* STORED DATA:
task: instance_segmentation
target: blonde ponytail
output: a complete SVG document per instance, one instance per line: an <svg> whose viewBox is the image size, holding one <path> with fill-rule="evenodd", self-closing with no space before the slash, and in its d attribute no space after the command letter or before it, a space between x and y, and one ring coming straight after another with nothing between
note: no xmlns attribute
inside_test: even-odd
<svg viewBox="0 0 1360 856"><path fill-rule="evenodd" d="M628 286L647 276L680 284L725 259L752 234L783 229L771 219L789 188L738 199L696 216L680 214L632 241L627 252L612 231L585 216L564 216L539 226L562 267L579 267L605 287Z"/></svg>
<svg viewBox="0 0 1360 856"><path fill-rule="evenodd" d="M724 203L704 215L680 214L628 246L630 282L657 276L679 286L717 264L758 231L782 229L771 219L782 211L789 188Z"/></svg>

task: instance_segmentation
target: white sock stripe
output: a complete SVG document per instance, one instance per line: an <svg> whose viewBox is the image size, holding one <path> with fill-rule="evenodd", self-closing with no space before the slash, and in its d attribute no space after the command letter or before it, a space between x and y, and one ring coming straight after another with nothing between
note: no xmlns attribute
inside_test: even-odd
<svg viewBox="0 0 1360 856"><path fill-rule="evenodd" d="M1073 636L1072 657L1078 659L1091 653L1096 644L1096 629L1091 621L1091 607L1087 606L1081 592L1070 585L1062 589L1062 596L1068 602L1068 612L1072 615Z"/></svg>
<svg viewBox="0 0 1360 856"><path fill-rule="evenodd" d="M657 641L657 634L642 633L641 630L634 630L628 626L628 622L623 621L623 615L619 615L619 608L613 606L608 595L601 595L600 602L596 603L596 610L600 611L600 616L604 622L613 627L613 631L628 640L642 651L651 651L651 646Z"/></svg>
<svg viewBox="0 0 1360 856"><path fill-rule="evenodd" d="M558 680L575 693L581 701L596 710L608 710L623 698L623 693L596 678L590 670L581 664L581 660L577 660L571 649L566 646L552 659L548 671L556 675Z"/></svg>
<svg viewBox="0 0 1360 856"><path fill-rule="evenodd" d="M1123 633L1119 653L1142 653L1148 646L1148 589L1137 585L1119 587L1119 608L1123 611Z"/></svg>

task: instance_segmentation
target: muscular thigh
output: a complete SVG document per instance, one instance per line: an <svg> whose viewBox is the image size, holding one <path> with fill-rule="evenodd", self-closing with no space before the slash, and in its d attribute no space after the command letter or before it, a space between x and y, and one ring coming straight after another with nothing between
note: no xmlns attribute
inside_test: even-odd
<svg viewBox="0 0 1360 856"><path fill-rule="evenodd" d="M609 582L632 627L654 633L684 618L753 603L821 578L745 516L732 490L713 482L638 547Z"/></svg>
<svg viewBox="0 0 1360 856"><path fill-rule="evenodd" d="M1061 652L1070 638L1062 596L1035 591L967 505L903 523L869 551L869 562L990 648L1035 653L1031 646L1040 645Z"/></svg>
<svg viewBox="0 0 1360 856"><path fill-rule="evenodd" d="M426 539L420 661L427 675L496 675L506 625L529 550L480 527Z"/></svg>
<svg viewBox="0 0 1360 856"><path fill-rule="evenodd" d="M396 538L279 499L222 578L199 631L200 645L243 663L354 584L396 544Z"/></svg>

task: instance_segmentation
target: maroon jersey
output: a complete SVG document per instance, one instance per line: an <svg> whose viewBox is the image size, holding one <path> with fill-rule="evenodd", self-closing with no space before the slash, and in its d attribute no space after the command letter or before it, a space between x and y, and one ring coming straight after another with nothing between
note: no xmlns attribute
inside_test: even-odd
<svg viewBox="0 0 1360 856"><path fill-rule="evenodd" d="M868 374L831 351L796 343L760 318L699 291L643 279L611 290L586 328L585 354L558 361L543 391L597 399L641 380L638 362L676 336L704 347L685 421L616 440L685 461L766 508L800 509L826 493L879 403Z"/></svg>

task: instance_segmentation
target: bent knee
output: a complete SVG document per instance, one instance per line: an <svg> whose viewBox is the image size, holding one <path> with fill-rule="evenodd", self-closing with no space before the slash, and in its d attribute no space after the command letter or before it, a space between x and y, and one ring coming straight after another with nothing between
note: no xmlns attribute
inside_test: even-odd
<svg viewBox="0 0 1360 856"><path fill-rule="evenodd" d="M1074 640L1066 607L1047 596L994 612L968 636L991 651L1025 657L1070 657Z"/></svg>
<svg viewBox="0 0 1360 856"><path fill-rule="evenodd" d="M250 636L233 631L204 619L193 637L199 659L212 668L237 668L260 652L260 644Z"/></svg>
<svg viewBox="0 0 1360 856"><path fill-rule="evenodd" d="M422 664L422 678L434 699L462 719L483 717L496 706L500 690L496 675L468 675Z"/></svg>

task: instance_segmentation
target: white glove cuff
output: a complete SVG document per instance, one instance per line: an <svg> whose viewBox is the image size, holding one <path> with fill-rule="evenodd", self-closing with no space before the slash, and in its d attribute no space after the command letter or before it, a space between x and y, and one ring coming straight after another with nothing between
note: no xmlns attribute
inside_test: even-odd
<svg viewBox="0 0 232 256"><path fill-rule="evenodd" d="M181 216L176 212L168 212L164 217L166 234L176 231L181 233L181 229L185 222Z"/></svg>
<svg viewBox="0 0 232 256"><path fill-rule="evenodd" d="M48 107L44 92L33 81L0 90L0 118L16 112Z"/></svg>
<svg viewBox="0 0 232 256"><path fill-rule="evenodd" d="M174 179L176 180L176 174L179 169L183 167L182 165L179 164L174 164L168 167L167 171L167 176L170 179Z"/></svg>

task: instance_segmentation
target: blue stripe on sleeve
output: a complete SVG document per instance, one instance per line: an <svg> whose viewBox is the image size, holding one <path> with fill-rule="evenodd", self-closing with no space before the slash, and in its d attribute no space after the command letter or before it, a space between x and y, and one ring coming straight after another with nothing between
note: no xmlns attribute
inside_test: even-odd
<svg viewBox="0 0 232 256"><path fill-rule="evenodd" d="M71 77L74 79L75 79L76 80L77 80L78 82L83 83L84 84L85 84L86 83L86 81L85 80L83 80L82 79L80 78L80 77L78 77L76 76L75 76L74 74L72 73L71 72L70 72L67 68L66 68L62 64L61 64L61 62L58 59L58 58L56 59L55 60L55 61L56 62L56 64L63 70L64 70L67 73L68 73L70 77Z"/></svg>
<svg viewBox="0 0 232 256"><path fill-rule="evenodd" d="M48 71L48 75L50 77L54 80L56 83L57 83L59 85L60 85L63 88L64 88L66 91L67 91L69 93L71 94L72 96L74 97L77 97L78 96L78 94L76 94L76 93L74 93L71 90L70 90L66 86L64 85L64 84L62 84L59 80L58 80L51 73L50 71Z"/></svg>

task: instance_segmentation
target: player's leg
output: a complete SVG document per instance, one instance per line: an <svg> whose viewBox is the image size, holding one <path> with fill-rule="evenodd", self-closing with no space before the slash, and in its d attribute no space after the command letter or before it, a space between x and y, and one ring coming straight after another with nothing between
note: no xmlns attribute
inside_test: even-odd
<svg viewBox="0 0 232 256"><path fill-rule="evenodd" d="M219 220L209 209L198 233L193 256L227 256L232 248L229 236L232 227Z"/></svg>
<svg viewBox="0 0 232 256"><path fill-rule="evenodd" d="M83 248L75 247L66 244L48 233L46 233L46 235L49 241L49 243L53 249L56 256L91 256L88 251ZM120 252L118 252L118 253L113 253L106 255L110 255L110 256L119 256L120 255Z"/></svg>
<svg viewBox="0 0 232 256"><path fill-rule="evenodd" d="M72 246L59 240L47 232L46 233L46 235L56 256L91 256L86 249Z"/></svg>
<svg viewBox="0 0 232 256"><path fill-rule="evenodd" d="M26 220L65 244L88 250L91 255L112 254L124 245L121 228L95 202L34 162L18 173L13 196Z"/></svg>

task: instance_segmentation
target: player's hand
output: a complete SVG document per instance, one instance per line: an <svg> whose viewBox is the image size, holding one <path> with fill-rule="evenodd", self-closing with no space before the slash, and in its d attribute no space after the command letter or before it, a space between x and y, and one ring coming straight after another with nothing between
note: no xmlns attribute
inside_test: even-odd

* REQUIREMENTS: Can you put every line from the start of the entries up to and including the one containing "203L704 215L680 214L628" into a Markdown table with the columns Number and Content, skipping any blank lines?

* EXERCISE ANSWER:
| Number | Content |
|---|---|
| 1 | task: instance_segmentation |
| 2 | target: blonde ponytail |
| 3 | output: a complete SVG document per instance, one instance per line: an <svg> whose viewBox is the image size, holding one <path> with fill-rule="evenodd", self-closing with no space before the slash, and in its d attribute no space after the command letter or before it, a space between x and y, and one ring coming straight after another with nothing between |
| 4 | note: no xmlns attribute |
| 5 | inside_test: even-odd |
| 6 | <svg viewBox="0 0 1360 856"><path fill-rule="evenodd" d="M628 286L647 276L680 284L725 259L752 234L783 229L771 219L789 188L738 199L696 216L680 214L632 241L627 252L612 231L585 216L564 216L539 226L562 267L579 267L605 287Z"/></svg> |
| 7 | <svg viewBox="0 0 1360 856"><path fill-rule="evenodd" d="M724 203L704 215L680 214L628 246L630 282L657 276L679 286L717 264L758 231L782 229L771 219L782 211L789 188Z"/></svg> |